### EXERCISE
Copy everything from the line containing "of the distant" down to the end of the rows below, word for word, including both of those ends.

Coordinate labeling data

□ □ □ □ □

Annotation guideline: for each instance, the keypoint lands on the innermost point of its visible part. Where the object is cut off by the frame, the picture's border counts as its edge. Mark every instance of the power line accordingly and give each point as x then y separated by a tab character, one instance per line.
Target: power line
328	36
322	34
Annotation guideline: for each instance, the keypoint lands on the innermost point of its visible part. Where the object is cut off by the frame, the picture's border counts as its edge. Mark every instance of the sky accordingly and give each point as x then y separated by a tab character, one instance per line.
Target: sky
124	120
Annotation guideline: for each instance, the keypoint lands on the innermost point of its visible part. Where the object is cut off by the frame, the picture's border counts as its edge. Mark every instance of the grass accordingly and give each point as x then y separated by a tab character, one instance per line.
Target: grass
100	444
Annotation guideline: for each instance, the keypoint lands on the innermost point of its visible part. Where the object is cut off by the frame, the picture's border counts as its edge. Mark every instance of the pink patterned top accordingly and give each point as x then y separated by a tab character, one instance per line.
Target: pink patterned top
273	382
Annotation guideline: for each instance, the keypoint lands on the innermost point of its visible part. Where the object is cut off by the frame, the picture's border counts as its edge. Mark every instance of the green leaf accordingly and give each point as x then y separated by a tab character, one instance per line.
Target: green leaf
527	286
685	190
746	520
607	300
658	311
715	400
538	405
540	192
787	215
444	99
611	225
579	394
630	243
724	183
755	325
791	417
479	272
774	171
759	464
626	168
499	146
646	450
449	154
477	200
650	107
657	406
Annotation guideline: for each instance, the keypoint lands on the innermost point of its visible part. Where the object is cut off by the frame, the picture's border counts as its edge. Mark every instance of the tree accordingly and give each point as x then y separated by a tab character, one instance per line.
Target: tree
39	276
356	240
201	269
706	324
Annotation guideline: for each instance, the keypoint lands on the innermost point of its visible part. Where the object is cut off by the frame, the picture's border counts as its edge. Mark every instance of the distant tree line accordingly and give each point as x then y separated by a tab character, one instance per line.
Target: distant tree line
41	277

□ □ □ □ □

### EXERCISE SOLUTION
Annotation guideline: for each instance, the keypoint lands on the innermost point of its visible part. Where the object is cut off by the frame, the picture's border counts as its edge. Mark every instance of the distant tree line accordingly and give each point as x then y separated by a tab character, one instance per line.
Target: distant tree line
41	277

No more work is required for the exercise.